● **Goal of the exercise**
Transcribe exactly the lines from the one holding "Task: Open-vocabulary object" to the end of the data below, including both of those lines and no others.

● **Task inputs**
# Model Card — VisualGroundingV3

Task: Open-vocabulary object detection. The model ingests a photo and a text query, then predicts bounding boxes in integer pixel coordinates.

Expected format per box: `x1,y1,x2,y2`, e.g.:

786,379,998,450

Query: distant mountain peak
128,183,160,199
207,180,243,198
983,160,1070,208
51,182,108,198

● **Task solution**
Task: Open-vocabulary object detection. The model ingests a photo and a text query, then predicts bounding boxes in integer pixel coordinates.

Expected format per box: `x1,y1,x2,y2`, e.g.:

786,379,998,450

Query: distant mountain peak
128,183,160,199
207,180,243,198
983,160,1070,208
51,182,108,198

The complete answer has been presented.